Published on July 16th, 2017 | by David Morales0
Health Watch: Childhood invasive pneumococcal disease
How much do parents actually know about childhood infectious diseases? According to Dr. Jen Trachtenberg and a new national survey sponsored by Pfizer in partnership with Parents magazine, many of us are not aware of invasive pneumococcal disease. With only about 30 percent of parents reporting that they are knowledgeable about the disease, The Hype magazine takes an informative role. invasive pneumococcal disease can be spread by something as simple as a cough and can lead to pneumococcal Meningitis or bacteremia, a serious blood stream infection. To help touch on some preventative measures, Dr. Jen joins us in a satellite presentation in hopes to spread awareness about the disease and to help maximize the potential that exists within every child.
Dr. Jen, tell us about this program and what the survey uncovered.
So, I’ve actually teamed up with Parents magazine as well Pfizer to give you this survey results and to really help to educate parents today. What the survey showed — it was really assessing the knowledge of new parents and expectant parents, looking at 11 childhood illnesses and how to prevent them. What the survey showed was that parents were least knowledgeable about invasive pneumococcal disease. In fact, 30 percent said they never even heard of it or they weren’t really that knowledgeable about it.
How does parents’ knowledge of invasive pneumococcal disease compare to the rest of the diseases included within the survey?

• _EXTRACTED INFORMATION_:
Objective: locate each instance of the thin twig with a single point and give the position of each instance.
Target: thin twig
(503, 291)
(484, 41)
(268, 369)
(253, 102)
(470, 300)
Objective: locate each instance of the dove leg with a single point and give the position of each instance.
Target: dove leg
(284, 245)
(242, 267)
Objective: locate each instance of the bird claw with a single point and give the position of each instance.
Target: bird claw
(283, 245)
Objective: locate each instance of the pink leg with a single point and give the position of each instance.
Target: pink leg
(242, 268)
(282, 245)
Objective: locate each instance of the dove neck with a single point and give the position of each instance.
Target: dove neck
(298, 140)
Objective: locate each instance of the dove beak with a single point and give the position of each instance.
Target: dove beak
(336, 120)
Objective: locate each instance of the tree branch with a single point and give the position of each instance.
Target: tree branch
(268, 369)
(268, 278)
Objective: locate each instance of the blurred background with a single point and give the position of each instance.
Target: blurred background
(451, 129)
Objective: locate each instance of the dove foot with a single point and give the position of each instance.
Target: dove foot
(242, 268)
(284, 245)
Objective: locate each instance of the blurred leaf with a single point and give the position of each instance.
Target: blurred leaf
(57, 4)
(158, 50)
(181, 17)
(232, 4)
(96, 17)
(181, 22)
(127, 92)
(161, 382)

---

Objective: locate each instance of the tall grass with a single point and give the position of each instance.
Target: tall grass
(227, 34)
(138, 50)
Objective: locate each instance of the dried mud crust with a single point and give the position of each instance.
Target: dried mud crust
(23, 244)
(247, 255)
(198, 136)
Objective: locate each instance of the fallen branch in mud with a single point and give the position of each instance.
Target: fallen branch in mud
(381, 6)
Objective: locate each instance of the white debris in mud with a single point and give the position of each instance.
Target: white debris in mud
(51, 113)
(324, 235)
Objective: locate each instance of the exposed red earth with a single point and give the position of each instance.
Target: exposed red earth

• _SET OF TASKS_:
1. Repeat the stretch of the pneumococcal disease article from "Dr. Jen, tell" through "knowledgeable about it.".
2. Go on with the article on childhood invasive pneumococcal disease from where it stops.

• _EXERCISE RESULTS_:
1.
Dr. Jen, tell us about this program and what the survey uncovered.
So, I’ve actually teamed up with Parents magazine as well Pfizer to give you this survey results and to really help to educate parents today. What the survey showed — it was really assessing the knowledge of new parents and expectant parents, looking at 11 childhood illnesses and how to prevent them. What the survey showed was that parents were least knowledgeable about invasive pneumococcal disease. In fact, 30 percent said they never even heard of it or they weren’t really that knowledgeable about it.

2.
Sure, well invasive pneumococcal disease or IPD which is obviously a lot easier to say it was the one that parents knew the least about. It’s really important to know about invasive pneumococcal disease, because it can have severe complications. Invasive pneumococcal disease can cause bacteremia which is a blood infection, but it can also cause meningitis which is an infection around the spinal cord and the brain and can be really severe. So, it’s important for parents to know about the disease and what they can do to prevent it.
Dr. Jen, what is invasive pneumococcal disease? Are all children at risk?
So, children are at risk of invasive pneumococcal disease, as well as, the other childhood infectious disease that are preventable by the 14 vaccines for a childhood. But actually, children under the age of two are even more susceptible and at higher risk because their immune system is still developing. So it’s really important for parents to know and to speak to their pediatricians about staying up-to-date and current with their vaccines according to the CDC recommendations.
Where can parents go for more information?
For more information, parents can go to babypneumococcalfacts.com. To find out more information, they can also go to the CDC website, but also their own pediatrician or a health care provider. Also, you can give them lots of information as well too.